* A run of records
=-=-=

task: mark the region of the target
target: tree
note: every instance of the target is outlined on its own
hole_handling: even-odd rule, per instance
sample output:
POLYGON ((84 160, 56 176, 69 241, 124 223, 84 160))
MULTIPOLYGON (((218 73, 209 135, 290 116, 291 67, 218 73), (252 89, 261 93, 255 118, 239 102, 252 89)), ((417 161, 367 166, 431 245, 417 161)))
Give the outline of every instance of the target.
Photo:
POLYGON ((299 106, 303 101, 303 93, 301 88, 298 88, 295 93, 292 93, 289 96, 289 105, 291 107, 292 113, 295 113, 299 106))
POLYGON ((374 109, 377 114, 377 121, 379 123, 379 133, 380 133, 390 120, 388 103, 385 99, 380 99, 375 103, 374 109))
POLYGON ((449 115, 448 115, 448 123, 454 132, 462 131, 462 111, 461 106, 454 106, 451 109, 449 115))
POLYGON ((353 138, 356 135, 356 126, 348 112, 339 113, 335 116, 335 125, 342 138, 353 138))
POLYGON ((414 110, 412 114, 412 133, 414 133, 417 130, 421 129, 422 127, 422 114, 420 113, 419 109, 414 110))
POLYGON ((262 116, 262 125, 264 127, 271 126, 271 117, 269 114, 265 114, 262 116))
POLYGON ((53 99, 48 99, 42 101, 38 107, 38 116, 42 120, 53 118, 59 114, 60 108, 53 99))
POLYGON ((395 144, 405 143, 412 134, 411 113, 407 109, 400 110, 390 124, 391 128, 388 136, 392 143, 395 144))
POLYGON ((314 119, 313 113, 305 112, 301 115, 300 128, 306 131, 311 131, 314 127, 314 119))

=-=-=

* WHAT THE TASK ASKS
Set out every line of the records above as a numbered list, one line per item, and skip any blank lines.

* TASK ANSWER
1. task: mark the region of the target
2. target: tree
3. note: every instance of the target is outlined on its own
4. hole_handling: even-odd rule, per instance
5. sample output:
6. POLYGON ((84 160, 56 176, 69 241, 124 223, 84 160))
7. MULTIPOLYGON (((218 73, 209 135, 290 116, 291 67, 218 73), (252 89, 261 93, 255 118, 239 102, 252 89)), ((417 161, 367 166, 431 245, 417 161)))
8. Give the outline of every instance of the target.
9. Photo:
10. POLYGON ((299 106, 303 101, 303 93, 301 88, 298 88, 295 93, 292 93, 289 96, 289 105, 291 107, 292 113, 295 113, 299 106))
11. POLYGON ((374 109, 377 114, 377 121, 379 123, 379 133, 380 133, 390 120, 388 103, 385 99, 380 99, 375 103, 374 109))
12. POLYGON ((449 115, 448 115, 448 123, 454 132, 462 131, 462 111, 461 106, 454 106, 451 109, 449 115))
13. POLYGON ((353 138, 356 135, 356 126, 348 112, 339 113, 335 116, 335 125, 342 138, 353 138))
14. POLYGON ((414 110, 412 114, 412 133, 414 133, 417 130, 421 129, 422 127, 422 114, 420 113, 419 109, 414 110))
15. POLYGON ((262 116, 262 125, 264 127, 271 126, 271 117, 269 114, 265 114, 262 116))
16. POLYGON ((53 99, 48 99, 42 101, 38 107, 38 116, 42 120, 53 118, 59 114, 60 108, 53 99))
17. POLYGON ((395 144, 405 143, 412 134, 411 113, 407 109, 400 110, 390 124, 391 128, 388 136, 392 143, 395 144))
18. POLYGON ((314 119, 313 113, 305 112, 301 115, 300 128, 306 131, 311 131, 314 127, 314 119))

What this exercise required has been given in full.